━━━ Passage provided
Summary
holding that Chapter 33 did not apply when defendants were found jointly and severally liable
Summary of this case from Onyung v. OnyungOpinion
No. 06-02-00042-CV.
Date Submitted: June 26, 2003.
Date Decided: June 27, 2003. Rehearing Overruled July 22, 2003.
Appeal from the 280th Judicial District Court, Harris County, Texas, Trial Court No. 97-62171, Tony Lindsay, J.
Reversed and rendered.
James D. Pierce, Houston, for Appellants.
Patrick A. Zummo, Zummo, Mitchell Perry, Houston, for Appellees.
OPINION
Texas Capital Securities, Incorporated, et al., (hereafter Texas Capital), appeals the trial court's denial of its motion to deem a liability judgment satisfied. The issue presented is whether a joint tortfeasor is entitled to a credit for the amount of a postjudgment, bankruptcy court settlement between the plaintiff and a codefendant. Texas Capital asked the trial court to reduce the liability award against it by the amount of the bankruptcy settlement between the plaintiffs and one of Texas Capital's co-defendants in the underlying cause of action. The trial court refused.
We initially reversed the trial court's judgment and remanded the case for further proceedings. See Tex. Capital Sec., Inc. v. Sandefer, No. 06-02-00042-CV, 2003 Tex. App. LEXIS 2513 (Texarkana Mar. 26, 2003, no pet. h.). Texas Capital has filed a motion for rehearing in which it asks us to render judgment rather than remanding the case for further consideration by the trial court. We grant the motion for rehearing, withdraw our opinion dated March 26, 2003, and, for the reasons set forth below, we reverse the trial court's judgment and render judgment for Texas Capital as set out herein.
━━━━━━
> Exercise objective:
Reproduce the part of the court opinion that begins with the words "Patrick A. Zummo, Zummo, Mitchell" and ends with "trial court refused.". The listing below comes from a separate source.
━━━ Given entries
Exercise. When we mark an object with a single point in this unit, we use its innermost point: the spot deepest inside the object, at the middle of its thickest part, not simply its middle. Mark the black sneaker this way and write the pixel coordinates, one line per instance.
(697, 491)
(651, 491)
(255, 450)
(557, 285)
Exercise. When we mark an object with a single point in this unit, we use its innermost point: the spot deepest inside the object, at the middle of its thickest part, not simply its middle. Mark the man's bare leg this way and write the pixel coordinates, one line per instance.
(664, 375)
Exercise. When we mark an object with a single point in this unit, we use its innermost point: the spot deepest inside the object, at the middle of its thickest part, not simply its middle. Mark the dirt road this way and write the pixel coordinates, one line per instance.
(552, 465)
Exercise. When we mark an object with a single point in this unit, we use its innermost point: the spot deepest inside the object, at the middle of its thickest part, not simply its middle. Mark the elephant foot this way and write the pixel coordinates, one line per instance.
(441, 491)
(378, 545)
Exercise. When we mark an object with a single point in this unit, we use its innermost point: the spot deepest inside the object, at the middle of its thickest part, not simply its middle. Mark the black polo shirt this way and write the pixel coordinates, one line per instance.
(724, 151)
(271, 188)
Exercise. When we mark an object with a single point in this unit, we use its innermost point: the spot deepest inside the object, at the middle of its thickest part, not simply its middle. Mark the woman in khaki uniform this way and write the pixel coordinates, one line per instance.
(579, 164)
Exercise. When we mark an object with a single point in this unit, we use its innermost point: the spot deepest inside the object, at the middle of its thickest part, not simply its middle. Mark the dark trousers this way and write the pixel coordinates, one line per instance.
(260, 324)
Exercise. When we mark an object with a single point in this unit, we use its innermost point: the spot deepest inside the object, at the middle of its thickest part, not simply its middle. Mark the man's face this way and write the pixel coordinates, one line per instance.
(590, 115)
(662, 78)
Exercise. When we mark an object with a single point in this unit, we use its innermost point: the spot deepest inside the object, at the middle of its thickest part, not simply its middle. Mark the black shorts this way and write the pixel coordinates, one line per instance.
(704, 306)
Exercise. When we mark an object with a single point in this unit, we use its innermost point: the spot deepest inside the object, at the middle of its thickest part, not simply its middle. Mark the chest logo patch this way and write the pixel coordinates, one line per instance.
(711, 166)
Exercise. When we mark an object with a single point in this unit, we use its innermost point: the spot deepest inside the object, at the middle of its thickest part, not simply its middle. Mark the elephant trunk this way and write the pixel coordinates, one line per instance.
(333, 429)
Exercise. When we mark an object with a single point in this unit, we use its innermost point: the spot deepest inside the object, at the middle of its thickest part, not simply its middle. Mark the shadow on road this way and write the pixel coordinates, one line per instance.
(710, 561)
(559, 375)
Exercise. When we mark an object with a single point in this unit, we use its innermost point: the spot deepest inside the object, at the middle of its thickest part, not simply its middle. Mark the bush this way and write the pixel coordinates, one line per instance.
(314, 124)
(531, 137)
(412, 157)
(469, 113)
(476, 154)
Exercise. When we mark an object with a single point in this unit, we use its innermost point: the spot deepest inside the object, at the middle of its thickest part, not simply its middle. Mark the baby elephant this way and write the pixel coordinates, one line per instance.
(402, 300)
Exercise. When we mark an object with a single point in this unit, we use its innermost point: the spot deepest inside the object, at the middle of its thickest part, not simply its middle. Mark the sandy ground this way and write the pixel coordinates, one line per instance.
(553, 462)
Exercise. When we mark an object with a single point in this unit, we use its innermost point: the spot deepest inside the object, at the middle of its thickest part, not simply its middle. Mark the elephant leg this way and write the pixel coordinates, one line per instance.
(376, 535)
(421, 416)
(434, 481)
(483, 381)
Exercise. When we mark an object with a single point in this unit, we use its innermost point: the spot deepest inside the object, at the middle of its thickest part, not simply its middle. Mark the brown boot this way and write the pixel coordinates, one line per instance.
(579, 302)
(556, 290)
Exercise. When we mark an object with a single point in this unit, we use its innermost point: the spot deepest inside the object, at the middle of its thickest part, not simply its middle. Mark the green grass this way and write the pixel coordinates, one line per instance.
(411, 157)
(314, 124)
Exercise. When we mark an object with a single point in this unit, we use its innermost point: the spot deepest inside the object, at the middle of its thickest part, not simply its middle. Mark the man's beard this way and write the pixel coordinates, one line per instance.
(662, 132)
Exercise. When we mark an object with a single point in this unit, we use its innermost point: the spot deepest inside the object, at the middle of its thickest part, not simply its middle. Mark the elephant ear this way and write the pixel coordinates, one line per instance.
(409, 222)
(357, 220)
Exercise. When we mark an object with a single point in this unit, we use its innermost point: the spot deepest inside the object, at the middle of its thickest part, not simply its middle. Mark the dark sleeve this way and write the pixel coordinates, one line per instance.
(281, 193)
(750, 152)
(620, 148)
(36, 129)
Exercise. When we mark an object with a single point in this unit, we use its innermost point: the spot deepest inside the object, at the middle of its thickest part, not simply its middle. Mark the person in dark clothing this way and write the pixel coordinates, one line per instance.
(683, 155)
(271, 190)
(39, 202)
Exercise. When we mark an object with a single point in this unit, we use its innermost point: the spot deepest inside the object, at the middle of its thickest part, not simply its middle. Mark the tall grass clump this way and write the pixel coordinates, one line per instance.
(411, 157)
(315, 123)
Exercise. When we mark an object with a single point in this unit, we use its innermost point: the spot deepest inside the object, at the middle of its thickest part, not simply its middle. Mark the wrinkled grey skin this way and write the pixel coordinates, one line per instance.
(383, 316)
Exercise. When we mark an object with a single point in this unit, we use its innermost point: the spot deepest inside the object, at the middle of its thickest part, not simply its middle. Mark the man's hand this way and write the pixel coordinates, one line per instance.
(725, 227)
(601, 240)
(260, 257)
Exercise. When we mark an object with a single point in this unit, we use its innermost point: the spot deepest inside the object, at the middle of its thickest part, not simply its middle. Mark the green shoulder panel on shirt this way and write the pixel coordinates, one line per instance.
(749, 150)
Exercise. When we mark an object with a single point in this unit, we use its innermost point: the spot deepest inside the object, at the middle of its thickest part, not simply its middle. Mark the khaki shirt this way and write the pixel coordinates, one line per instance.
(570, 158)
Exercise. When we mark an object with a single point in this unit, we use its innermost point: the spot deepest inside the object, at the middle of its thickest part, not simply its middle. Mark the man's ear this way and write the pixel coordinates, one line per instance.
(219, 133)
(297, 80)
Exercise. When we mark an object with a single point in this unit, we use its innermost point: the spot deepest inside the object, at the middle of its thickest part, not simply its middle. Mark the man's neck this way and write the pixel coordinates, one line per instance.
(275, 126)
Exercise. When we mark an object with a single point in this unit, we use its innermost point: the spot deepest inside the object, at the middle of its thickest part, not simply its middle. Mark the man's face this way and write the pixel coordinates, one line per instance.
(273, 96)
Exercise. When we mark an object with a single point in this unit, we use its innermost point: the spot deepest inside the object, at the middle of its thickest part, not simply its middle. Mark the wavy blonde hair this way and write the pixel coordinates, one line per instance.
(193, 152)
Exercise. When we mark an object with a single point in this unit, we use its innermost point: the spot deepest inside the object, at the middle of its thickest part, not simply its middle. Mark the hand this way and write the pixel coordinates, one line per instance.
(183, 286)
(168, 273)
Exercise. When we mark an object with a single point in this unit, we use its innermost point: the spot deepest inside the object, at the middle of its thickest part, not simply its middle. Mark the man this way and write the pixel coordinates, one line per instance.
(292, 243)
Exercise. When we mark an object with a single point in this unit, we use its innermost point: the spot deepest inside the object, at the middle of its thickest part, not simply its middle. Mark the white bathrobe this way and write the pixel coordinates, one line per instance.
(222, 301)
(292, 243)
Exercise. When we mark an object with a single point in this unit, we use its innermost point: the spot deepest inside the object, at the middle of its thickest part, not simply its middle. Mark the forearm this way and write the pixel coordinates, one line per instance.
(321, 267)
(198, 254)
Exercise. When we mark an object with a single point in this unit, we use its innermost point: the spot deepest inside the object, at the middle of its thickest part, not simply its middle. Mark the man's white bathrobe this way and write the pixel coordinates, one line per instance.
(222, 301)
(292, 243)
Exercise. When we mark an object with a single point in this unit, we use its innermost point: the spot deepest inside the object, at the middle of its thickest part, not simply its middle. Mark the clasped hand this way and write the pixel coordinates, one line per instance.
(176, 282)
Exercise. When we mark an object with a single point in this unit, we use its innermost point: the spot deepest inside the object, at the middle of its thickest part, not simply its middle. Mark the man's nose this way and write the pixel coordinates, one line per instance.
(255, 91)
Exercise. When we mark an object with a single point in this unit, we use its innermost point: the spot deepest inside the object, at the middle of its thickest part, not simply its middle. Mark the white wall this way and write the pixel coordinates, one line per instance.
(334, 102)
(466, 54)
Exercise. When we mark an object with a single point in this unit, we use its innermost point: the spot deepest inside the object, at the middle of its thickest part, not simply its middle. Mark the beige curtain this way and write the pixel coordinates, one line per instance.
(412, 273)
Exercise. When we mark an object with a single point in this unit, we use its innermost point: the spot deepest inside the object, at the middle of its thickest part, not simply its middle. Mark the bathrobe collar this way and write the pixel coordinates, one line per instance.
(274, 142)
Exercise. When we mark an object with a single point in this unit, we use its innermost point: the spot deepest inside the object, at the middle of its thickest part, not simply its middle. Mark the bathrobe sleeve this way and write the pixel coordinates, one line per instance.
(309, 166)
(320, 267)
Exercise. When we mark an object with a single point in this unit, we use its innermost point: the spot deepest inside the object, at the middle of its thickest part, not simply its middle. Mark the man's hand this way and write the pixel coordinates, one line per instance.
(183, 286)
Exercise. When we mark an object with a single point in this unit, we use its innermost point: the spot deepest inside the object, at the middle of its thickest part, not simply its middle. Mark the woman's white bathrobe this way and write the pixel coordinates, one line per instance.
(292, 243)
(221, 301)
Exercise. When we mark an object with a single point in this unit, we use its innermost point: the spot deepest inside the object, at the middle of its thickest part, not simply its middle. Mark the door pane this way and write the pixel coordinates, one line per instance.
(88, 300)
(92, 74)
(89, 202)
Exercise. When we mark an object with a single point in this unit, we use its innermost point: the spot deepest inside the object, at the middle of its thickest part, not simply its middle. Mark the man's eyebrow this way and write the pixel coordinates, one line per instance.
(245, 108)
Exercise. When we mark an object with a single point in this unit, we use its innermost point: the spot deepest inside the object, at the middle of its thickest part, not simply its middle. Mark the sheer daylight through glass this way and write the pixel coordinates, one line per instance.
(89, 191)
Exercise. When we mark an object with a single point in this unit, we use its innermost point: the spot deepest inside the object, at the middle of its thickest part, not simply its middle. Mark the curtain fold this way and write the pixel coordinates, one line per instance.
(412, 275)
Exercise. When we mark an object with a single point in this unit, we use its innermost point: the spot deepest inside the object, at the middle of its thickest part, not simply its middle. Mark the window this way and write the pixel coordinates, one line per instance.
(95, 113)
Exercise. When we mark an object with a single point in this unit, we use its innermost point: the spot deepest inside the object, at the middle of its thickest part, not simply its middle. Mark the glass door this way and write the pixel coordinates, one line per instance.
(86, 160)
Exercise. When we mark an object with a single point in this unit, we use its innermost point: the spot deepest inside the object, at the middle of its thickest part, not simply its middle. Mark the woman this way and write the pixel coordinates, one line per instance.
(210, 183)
━━━━━━
━━━ Given entries
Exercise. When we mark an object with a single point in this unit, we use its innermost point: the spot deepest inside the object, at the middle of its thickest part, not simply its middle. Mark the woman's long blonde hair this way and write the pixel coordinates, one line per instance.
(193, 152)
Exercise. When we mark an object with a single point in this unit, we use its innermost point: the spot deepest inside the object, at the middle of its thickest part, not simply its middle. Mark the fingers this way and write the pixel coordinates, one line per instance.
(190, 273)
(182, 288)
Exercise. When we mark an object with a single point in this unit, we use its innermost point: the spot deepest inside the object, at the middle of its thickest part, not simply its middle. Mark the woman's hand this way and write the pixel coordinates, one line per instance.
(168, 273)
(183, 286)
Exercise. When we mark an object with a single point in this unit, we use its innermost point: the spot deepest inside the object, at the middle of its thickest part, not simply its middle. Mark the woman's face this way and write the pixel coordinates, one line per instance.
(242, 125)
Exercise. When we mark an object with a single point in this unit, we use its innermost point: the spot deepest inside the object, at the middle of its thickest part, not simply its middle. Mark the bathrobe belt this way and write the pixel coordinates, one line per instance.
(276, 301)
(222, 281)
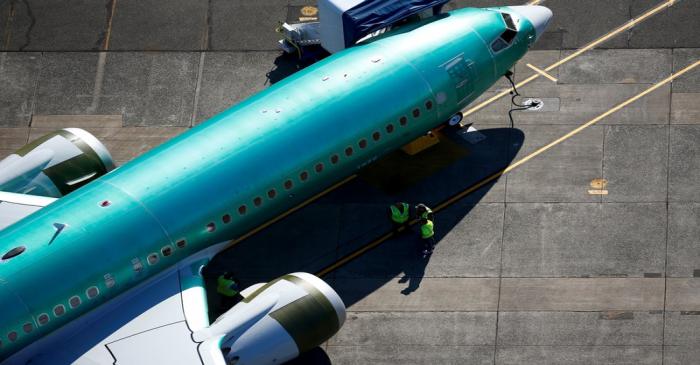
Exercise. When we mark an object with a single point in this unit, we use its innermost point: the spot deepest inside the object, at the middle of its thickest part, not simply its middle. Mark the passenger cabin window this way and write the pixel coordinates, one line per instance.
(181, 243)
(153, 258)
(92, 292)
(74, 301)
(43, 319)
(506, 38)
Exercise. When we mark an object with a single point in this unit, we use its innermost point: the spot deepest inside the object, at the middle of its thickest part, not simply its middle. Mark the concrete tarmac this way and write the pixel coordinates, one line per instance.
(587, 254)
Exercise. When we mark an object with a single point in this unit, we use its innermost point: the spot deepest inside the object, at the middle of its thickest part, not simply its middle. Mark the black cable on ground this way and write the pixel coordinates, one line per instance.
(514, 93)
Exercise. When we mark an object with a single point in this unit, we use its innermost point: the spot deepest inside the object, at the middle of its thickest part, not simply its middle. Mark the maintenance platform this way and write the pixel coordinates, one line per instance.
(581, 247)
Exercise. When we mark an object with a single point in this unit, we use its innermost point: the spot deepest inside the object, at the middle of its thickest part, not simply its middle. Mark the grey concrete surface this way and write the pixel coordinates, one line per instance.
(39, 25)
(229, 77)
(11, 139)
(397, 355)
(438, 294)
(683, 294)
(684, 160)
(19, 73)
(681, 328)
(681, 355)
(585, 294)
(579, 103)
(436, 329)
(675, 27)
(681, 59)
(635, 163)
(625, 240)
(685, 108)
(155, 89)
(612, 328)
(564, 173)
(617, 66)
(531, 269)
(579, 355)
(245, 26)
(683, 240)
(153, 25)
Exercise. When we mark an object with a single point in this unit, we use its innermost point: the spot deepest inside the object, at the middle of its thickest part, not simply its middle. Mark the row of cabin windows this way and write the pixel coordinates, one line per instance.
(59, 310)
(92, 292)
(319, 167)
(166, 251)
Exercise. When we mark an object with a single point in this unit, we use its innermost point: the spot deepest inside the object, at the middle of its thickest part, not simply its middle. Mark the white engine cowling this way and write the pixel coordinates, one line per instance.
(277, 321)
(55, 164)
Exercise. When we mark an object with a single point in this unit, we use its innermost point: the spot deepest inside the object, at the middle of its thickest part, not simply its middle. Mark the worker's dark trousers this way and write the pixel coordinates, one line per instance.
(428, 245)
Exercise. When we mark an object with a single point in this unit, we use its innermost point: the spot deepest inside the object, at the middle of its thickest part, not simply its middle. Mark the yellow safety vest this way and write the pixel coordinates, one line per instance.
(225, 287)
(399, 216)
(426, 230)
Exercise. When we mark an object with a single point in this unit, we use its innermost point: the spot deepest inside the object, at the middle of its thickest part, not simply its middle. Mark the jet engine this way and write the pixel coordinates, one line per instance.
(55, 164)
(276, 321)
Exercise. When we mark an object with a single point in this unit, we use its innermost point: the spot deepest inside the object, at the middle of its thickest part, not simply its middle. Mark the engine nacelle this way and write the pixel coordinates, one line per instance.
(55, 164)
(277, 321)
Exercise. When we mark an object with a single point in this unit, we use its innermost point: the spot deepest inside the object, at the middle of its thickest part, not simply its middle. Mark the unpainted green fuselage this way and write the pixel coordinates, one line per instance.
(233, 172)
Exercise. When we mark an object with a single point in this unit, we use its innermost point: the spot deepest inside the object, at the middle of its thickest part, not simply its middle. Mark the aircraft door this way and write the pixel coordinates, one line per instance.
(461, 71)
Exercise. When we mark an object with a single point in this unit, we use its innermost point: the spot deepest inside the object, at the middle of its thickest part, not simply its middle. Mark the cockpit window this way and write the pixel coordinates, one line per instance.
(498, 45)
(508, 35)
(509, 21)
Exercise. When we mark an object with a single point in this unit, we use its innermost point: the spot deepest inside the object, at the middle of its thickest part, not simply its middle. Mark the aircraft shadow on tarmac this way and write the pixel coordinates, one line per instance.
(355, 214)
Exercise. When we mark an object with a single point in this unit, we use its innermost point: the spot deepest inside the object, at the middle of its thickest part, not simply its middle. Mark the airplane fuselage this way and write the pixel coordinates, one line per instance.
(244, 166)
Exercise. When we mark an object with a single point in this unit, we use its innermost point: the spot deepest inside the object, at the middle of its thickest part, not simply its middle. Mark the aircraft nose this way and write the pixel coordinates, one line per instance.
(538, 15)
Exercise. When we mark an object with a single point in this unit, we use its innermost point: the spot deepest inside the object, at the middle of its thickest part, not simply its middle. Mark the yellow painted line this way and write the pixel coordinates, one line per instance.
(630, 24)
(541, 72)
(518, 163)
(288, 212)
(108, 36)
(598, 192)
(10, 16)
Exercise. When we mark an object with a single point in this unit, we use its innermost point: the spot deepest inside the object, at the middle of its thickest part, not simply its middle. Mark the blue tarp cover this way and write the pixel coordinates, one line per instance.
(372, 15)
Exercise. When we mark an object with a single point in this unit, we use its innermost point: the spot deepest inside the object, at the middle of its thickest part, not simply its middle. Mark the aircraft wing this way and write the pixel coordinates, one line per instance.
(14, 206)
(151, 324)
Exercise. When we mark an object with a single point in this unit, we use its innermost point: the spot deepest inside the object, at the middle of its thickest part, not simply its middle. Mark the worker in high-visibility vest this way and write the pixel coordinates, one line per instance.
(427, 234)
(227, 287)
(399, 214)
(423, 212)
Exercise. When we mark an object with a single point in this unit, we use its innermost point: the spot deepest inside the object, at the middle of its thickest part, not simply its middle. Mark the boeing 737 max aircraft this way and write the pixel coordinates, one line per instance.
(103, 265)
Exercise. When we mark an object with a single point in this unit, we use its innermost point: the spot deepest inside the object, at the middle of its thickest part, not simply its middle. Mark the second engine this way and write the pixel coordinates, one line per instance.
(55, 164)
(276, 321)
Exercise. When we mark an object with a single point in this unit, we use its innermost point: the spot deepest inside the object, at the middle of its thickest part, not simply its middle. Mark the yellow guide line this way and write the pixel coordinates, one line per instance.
━━━━━━
━━━ Given entries
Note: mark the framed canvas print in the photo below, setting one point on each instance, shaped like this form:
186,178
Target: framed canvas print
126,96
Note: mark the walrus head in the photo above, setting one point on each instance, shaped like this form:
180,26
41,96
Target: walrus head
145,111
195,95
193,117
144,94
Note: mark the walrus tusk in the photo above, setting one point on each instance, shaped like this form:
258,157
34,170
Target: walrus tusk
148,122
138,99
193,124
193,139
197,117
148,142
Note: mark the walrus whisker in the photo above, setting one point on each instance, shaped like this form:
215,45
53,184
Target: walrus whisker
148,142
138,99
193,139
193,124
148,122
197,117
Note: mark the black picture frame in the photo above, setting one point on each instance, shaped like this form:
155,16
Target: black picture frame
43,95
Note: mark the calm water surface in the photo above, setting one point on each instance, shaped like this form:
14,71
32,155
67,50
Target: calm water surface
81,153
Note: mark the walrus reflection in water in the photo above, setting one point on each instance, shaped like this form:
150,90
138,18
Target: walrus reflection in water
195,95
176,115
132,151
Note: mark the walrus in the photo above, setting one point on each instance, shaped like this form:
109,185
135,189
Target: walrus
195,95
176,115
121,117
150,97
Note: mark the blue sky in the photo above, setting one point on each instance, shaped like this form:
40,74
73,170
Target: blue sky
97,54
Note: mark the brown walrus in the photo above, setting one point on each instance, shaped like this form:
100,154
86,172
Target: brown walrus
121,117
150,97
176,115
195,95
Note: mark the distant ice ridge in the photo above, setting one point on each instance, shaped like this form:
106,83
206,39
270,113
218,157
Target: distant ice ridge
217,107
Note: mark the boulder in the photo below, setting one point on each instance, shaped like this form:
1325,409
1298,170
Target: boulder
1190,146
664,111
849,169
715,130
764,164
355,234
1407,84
━━━━━━
> Result:
Patrick A. Zummo, Zummo, Mitchell Perry, Houston, for Appellees.
OPINION
Texas Capital Securities, Incorporated, et al., (hereafter Texas Capital), appeals the trial court's denial of its motion to deem a liability judgment satisfied. The issue presented is whether a joint tortfeasor is entitled to a credit for the amount of a postjudgment, bankruptcy court settlement between the plaintiff and a codefendant. Texas Capital asked the trial court to reduce the liability award against it by the amount of the bankruptcy settlement between the plaintiffs and one of Texas Capital's co-defendants in the underlying cause of action. The trial court refused.